YOUR TASK:
Count the lines in the entries below that contain the string "light", treating uppercase and lowercase letters as different. Reply with the number alone.

::: MATERIAL SUPPLIED

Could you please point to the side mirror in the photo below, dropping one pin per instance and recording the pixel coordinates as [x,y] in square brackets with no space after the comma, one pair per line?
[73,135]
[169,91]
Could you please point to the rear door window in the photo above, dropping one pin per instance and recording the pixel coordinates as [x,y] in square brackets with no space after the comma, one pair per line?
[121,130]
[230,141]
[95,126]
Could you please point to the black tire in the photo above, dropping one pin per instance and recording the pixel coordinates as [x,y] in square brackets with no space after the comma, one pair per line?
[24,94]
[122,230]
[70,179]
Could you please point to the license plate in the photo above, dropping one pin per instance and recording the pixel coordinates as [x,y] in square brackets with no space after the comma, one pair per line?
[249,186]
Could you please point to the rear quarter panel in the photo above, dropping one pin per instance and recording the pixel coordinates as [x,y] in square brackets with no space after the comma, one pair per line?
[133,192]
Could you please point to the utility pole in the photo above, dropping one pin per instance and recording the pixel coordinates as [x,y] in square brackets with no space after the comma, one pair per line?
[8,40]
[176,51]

::::::
::: MATERIAL SUPPLIED

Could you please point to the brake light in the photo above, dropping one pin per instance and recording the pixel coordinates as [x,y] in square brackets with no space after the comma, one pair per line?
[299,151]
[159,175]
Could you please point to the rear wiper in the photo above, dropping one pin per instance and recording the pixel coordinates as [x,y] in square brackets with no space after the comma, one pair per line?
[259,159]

::::::

FINISHED ANSWER:
1